#### READING TEXT
-*-

# selling house, we discovered "vermiculite", is it toxic?



## mayhem69 (Aug 1, 2008)

Hi, selling house that has vermiculite upstairs between floor studs. The proposed buyer just took some tonight and is mailing it out to get tested for asbestos.
The house is a rancher which has pull down steps and upstairs is very large, but was just used for storage previously. The new owners want to make a large bedroom. But we discovered vermiculite upstairs, some is under the pink insulation, some is just bare with nothing on top.
The future owners googled "vermiculite" and seems they read most of it came from a mine in Libby, Montana. The vermiculite from that mine was contaminated with asbestos.
So now they are freaked out, thus mailing a sample and getting testing done.
Can a professional chime in and tell me about this stuff, like is it harmful? Are there laws about this stuff? Does it have to be removed? Can you just spray insulation over top?


----------



## Windows on Wash (Aug 30, 2011)

It isn't toxic in the classic sense (i.e. poison), but it is (when disturbed) and inhalation hazard. 

When you say between floor studs, do you mean that it is in the attic and under the attic flooring? 

Depending on the square footage, it can be abated by a professional and may not be that expensive. 

I would get some quotes so that you are covered as well and if you want to sell the home, maybe share in the expense of the abatement.


----------



## mayhem69 (Aug 1, 2008)

Windows on Wash said:


> It isn't toxic in the classic sense (i.e. poison), but it is (when disturbed) and inhalation hazard.
> 
> When you say between floor studs, do you mean that it is in the attic and under the attic flooring?
> 
> ...


Hi, thanks for helping, i dont know it might be under the attic flooring? but along the sides of the attic there is no floor, its open, and thats where you can see it.
Does it have to be removed though? Can insulation just be sprayed over top of it?


----------



## Windows on Wash (Aug 30, 2011)

You should remove it. You are not supposed to disturb it and blowing insulation on it does that in my opinion.


----------



## mako1 (Jan 7, 2014)

You can go to any garden center ,home depot,lowes , menards and buy bags of it.It is used in potting soil that is sold at Wal Mart,K Mart ,grocery stores.drug stores anywhere stores.I doubt that it is anywhere more dangerous than the coffee you drank this morning that was probably growing next to an opium field in Columbia sprayed with toxic chemicals by the DEA?


----------



## randlefactor (Dec 1, 2012)

We bought our 1830's house knowing that it has vermiculite in the attic. After doing some electrical and paint work, I found it above the kitchenette in a sealed attic space and some that had trickled down on the inside of the exterior walls. Unfortunately the testing can only be trusted if positive. If negative, you can't be sure that asbestos isn't present in a pile of it 1 foot away. That's why you're supposed to leave it alone even if it tests negative. The government website suggests it's more dangerous to remove it than to leave it. I really wish my house didn't have it because there's a lot of work I can't do without disturbing it. I'm so paranoid I haven't opened the attic access door in 3 years. Next house I buy I'm bringing my camera probe and checking the insulation in all the walls and ceilings.

-*-

#### PROVIDED MATERIAL
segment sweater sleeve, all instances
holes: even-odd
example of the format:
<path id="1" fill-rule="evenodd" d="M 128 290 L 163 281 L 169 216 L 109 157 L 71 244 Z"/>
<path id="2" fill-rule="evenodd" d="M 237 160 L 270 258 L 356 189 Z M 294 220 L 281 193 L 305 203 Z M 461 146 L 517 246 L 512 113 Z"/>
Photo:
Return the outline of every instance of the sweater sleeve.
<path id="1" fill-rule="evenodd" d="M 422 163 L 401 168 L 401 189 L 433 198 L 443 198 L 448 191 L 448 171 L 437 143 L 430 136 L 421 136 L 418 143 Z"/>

-*-

#### PROBLEM
Edit the vermiculite thread from "The house is" up to and including "contaminated with asbestos." so that "rancher" is replaced with "bungalow".

#### EXERCISE RESPONSE
The house is a bungalow which has pull down steps and upstairs is very large, but was just used for storage previously. The new owners want to make a large bedroom. But we discovered vermiculite upstairs, some is under the pink insulation, some is just bare with nothing on top.
The future owners googled "vermiculite" and seems they read most of it came from a mine in Libby, Montana. The vermiculite from that mine was contaminated with asbestos.